Set problem.
Could you output each line of the data that follows exactly?

(A block of data)
★ ★ ★ ★ ★

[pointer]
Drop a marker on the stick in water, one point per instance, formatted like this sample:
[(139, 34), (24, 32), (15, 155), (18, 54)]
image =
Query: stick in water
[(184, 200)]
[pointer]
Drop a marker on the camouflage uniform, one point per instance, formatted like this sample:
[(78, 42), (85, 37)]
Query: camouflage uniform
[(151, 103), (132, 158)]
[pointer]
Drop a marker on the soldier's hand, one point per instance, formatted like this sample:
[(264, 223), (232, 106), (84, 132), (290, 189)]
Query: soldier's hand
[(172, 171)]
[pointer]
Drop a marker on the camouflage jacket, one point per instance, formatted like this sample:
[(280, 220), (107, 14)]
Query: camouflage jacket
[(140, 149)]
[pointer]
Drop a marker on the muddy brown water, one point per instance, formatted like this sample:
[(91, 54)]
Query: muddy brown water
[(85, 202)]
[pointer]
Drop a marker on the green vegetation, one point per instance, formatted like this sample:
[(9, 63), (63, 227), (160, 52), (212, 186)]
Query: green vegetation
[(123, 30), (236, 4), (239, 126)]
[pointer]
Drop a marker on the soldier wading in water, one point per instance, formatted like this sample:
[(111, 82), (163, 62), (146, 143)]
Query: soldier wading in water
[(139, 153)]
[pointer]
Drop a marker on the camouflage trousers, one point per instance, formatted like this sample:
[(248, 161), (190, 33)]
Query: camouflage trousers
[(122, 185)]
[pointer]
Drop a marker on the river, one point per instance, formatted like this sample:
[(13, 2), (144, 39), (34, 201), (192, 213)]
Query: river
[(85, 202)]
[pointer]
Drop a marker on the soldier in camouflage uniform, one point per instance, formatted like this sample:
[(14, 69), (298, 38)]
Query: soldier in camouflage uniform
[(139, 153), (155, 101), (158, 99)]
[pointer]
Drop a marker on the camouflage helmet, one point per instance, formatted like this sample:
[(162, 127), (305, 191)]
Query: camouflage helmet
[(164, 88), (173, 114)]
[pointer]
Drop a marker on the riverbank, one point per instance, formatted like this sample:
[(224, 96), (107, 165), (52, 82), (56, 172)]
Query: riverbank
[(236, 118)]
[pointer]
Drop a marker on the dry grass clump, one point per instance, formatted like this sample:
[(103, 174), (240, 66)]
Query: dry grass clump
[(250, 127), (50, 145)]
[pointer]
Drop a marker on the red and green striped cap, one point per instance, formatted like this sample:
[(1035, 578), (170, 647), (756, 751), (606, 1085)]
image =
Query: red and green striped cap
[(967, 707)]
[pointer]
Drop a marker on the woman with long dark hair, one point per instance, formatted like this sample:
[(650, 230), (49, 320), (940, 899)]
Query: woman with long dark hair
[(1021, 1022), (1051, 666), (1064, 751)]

★ ★ ★ ★ ★

Solution for this problem.
[pointer]
Drop a marker on the stick in water, one point per instance, formatted like this sample:
[(139, 34), (24, 32), (15, 155), (18, 54)]
image =
Query: stick in water
[(184, 200)]
[pointer]
Drop a marker on the camouflage uniform, one point per instance, formatted like this sample:
[(78, 42), (85, 37)]
Query: camouflage uniform
[(151, 103), (132, 158)]
[pointer]
Drop a marker on the soldier's hand, one point per instance, formatted like this sample:
[(264, 223), (232, 106), (84, 132), (290, 189)]
Query: soldier's hand
[(172, 171)]
[pointer]
Drop a marker on the camouflage jacket, one point per instance, formatted like this sample:
[(280, 220), (107, 14)]
Query: camouflage jacket
[(140, 149)]
[pointer]
Drop a marker on the muddy brown water, one point per instance, formatted like this sample:
[(91, 54)]
Query: muddy brown water
[(85, 202)]
[pointer]
Drop a marker on the green vegetation, one point per instance, formatted like this sample:
[(9, 63), (63, 227), (160, 52), (212, 186)]
Query: green vegetation
[(123, 30), (236, 4), (239, 126)]
[pointer]
Drop a marker on the soldier wading in water, one point per instance, formatted like this sample:
[(111, 82), (163, 62), (146, 143)]
Query: soldier wading in water
[(139, 153)]
[pointer]
Drop a marker on the camouflage trousers, one point per instance, formatted like this sample:
[(248, 161), (190, 33)]
Query: camouflage trousers
[(122, 185)]
[pointer]
Drop a marker on the river, one point per instance, formatted like this sample:
[(13, 2), (144, 39), (34, 201), (192, 213)]
Query: river
[(85, 202)]
[pointer]
Drop a marker on the soldier in camouflage uniform, one point per instance, formatted like this sample:
[(14, 69), (298, 38)]
Query: soldier in camouflage uniform
[(139, 153), (155, 101), (158, 99)]
[pointer]
Drop a marker on the camouflage helmet, one point per instance, formatted like this sample:
[(162, 127), (305, 191)]
Query: camouflage helmet
[(164, 88), (173, 114)]
[pointer]
Drop a marker on the riverbank, one point per instance, formatted like this sample:
[(224, 96), (107, 165), (52, 82), (56, 172)]
Query: riverbank
[(236, 118)]
[pointer]
Drop a marker on the dry grass clump, one point per instance, formatted like this sample:
[(103, 174), (240, 66)]
Query: dry grass clump
[(250, 127), (50, 145)]
[pointer]
Drop a marker on the red and green striped cap, one point per instance, formatted like this sample:
[(1035, 578), (170, 647), (756, 751), (606, 1085)]
image =
Query: red and green striped cap
[(967, 707)]
[pointer]
Drop a marker on the woman with long dark hair, one point per instance, formatted like this sample:
[(650, 230), (49, 320), (940, 899)]
Query: woman with long dark hair
[(1021, 1022), (1051, 666), (1064, 751)]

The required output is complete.